■ **WHAT TO DO**
Once the line with "TARGET = sky" is found in the entries below, print it and each following line exactly, stopping after the line with "TARGET = town building"; print nothing else.

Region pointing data
********
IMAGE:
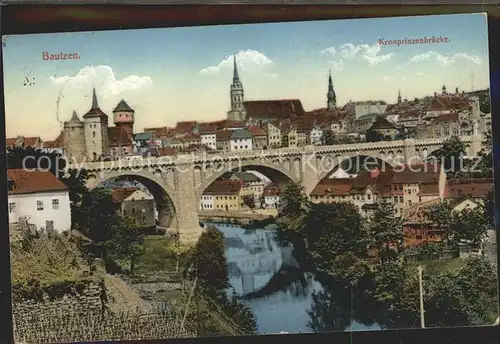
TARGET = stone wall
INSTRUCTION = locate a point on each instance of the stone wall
(84, 317)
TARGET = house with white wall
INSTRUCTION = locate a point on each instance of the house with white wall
(41, 197)
(207, 203)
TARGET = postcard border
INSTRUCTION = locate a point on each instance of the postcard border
(19, 19)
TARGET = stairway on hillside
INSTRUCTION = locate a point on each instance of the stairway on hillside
(122, 297)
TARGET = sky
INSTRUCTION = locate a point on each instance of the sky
(175, 74)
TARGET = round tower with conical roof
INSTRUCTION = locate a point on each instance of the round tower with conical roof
(123, 117)
(74, 139)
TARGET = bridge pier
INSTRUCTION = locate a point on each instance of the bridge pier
(188, 223)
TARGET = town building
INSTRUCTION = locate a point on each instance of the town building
(226, 195)
(252, 185)
(208, 136)
(40, 197)
(384, 127)
(271, 197)
(240, 140)
(259, 137)
(93, 139)
(476, 189)
(274, 139)
(259, 111)
(223, 138)
(363, 123)
(135, 204)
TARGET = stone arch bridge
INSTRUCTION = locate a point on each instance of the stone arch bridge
(178, 182)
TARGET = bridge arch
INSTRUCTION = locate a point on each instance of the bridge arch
(273, 170)
(163, 195)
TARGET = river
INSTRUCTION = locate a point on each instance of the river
(254, 257)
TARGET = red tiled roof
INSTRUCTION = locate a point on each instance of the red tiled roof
(190, 137)
(325, 115)
(381, 124)
(12, 141)
(166, 151)
(478, 188)
(224, 187)
(257, 131)
(185, 127)
(223, 135)
(271, 190)
(162, 132)
(448, 102)
(31, 141)
(277, 109)
(118, 195)
(429, 189)
(95, 113)
(26, 182)
(417, 173)
(333, 187)
(452, 117)
(118, 136)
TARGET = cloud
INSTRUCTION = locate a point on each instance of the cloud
(244, 59)
(104, 78)
(446, 60)
(348, 51)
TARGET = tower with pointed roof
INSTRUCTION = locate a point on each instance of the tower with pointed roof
(123, 117)
(74, 139)
(237, 111)
(330, 96)
(96, 131)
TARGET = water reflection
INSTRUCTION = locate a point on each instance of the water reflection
(281, 295)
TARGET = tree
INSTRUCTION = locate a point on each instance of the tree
(485, 165)
(489, 207)
(333, 229)
(209, 262)
(292, 213)
(386, 231)
(126, 241)
(469, 225)
(396, 295)
(293, 200)
(240, 313)
(328, 137)
(249, 201)
(440, 217)
(374, 136)
(451, 156)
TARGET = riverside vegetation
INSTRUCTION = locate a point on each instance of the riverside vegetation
(331, 240)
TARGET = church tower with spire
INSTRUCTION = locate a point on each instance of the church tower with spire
(96, 131)
(237, 111)
(330, 96)
(74, 139)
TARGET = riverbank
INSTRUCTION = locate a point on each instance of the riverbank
(249, 220)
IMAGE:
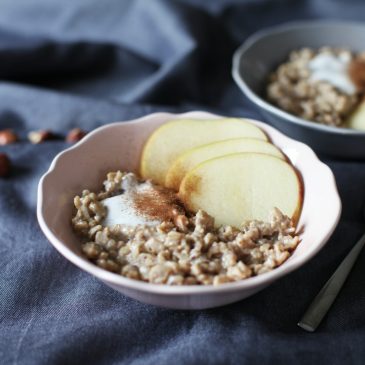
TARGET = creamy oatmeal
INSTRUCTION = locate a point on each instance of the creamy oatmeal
(140, 230)
(322, 85)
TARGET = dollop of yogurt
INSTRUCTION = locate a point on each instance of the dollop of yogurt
(140, 203)
(334, 70)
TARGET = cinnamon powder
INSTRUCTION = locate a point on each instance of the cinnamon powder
(157, 203)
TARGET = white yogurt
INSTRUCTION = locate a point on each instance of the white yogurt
(334, 70)
(120, 208)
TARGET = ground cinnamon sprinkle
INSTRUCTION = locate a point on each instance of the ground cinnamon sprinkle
(158, 204)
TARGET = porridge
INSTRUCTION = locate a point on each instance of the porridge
(142, 231)
(324, 86)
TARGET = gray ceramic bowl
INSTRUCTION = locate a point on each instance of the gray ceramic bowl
(265, 50)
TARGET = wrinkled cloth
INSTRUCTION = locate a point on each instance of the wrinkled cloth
(86, 63)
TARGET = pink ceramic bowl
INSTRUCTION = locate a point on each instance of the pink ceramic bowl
(118, 146)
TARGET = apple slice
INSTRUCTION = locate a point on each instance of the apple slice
(243, 186)
(193, 157)
(357, 118)
(175, 137)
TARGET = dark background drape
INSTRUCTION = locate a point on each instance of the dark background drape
(85, 63)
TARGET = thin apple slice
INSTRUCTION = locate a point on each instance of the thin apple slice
(193, 157)
(243, 186)
(177, 136)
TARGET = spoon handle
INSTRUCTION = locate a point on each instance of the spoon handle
(324, 299)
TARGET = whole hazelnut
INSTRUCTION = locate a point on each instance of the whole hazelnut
(39, 136)
(75, 135)
(7, 136)
(4, 165)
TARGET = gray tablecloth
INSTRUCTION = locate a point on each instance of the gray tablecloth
(85, 63)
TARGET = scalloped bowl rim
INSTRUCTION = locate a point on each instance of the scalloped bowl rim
(118, 280)
(262, 103)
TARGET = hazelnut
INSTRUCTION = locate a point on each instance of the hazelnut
(39, 136)
(75, 135)
(4, 165)
(7, 136)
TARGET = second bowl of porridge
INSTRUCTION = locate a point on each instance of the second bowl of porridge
(308, 79)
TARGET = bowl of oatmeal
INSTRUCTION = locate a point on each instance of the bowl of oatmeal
(308, 80)
(138, 238)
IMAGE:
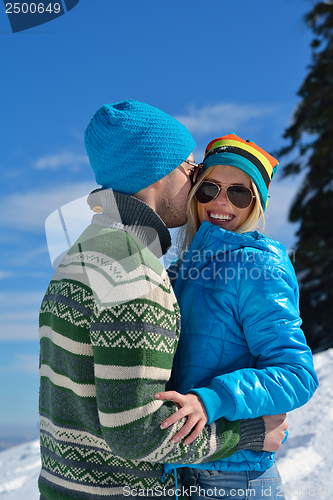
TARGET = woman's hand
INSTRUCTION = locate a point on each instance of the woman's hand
(191, 407)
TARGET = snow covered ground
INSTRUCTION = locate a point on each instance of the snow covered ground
(305, 461)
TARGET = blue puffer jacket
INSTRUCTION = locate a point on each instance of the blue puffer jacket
(241, 348)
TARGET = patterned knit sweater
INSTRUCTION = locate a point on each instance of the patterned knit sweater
(109, 327)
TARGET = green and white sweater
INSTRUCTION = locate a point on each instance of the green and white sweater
(109, 328)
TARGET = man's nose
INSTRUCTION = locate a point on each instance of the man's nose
(222, 198)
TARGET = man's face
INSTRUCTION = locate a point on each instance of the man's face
(174, 189)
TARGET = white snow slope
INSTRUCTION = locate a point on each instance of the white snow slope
(305, 461)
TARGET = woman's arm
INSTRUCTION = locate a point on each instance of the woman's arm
(284, 376)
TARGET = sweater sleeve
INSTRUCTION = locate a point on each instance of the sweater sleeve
(284, 376)
(134, 333)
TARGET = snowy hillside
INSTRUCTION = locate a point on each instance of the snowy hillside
(305, 460)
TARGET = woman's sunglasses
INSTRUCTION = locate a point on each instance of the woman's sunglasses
(238, 195)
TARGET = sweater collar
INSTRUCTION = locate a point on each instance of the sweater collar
(126, 213)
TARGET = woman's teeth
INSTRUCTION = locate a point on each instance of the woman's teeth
(221, 217)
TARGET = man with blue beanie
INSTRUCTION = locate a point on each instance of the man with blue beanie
(109, 324)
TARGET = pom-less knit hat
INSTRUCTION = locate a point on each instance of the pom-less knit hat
(131, 145)
(245, 155)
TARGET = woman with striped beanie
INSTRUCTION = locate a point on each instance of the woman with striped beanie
(242, 353)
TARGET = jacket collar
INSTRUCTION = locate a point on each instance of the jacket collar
(126, 213)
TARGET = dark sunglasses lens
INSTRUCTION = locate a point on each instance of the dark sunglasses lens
(240, 196)
(206, 192)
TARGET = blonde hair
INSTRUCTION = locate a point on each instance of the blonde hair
(187, 232)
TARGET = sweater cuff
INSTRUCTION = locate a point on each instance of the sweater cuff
(253, 434)
(216, 405)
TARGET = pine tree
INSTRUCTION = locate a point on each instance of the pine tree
(311, 138)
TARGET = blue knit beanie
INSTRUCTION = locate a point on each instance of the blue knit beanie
(131, 145)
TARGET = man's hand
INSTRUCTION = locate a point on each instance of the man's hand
(276, 426)
(191, 407)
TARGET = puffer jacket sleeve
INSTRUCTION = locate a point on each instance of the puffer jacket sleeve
(284, 377)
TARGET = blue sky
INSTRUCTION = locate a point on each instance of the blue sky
(217, 66)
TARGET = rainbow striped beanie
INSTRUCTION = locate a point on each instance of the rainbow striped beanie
(131, 145)
(245, 155)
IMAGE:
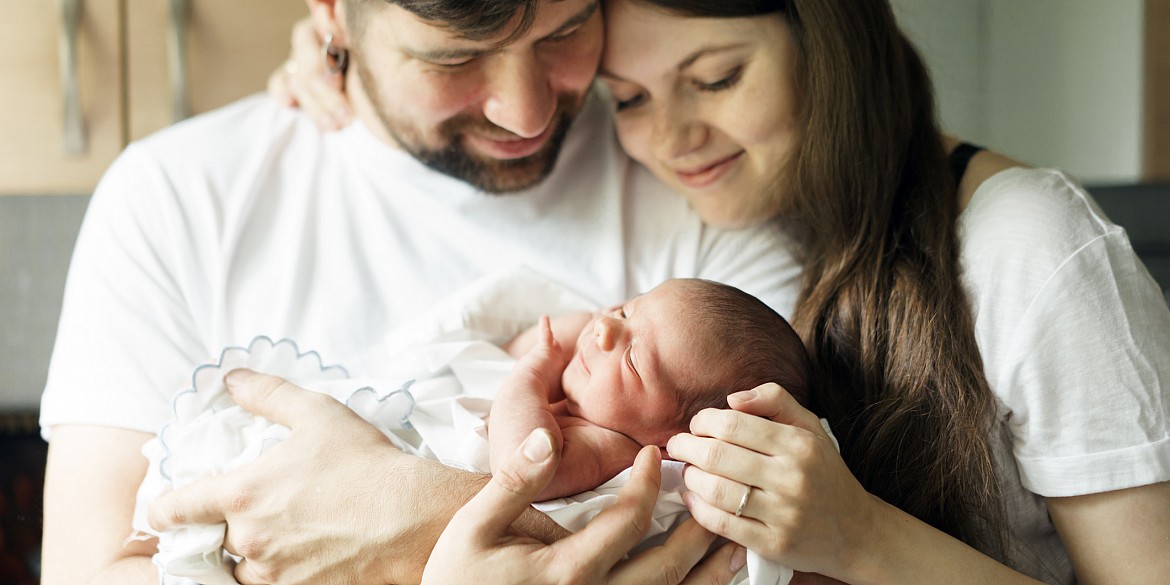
********
■ **ANSWER BOX**
TARGET = sky
INSTRUCTION = locate a point on each instance of the sky
(175, 74)
TARGET = round tower with conical roof
INSTRUCTION = locate a point on each instance of the round tower with conical roof
(123, 117)
(74, 139)
TARGET = bridge pier
INSTRUCTION = locate a point on each instance of the bridge pier
(188, 223)
TARGET = town building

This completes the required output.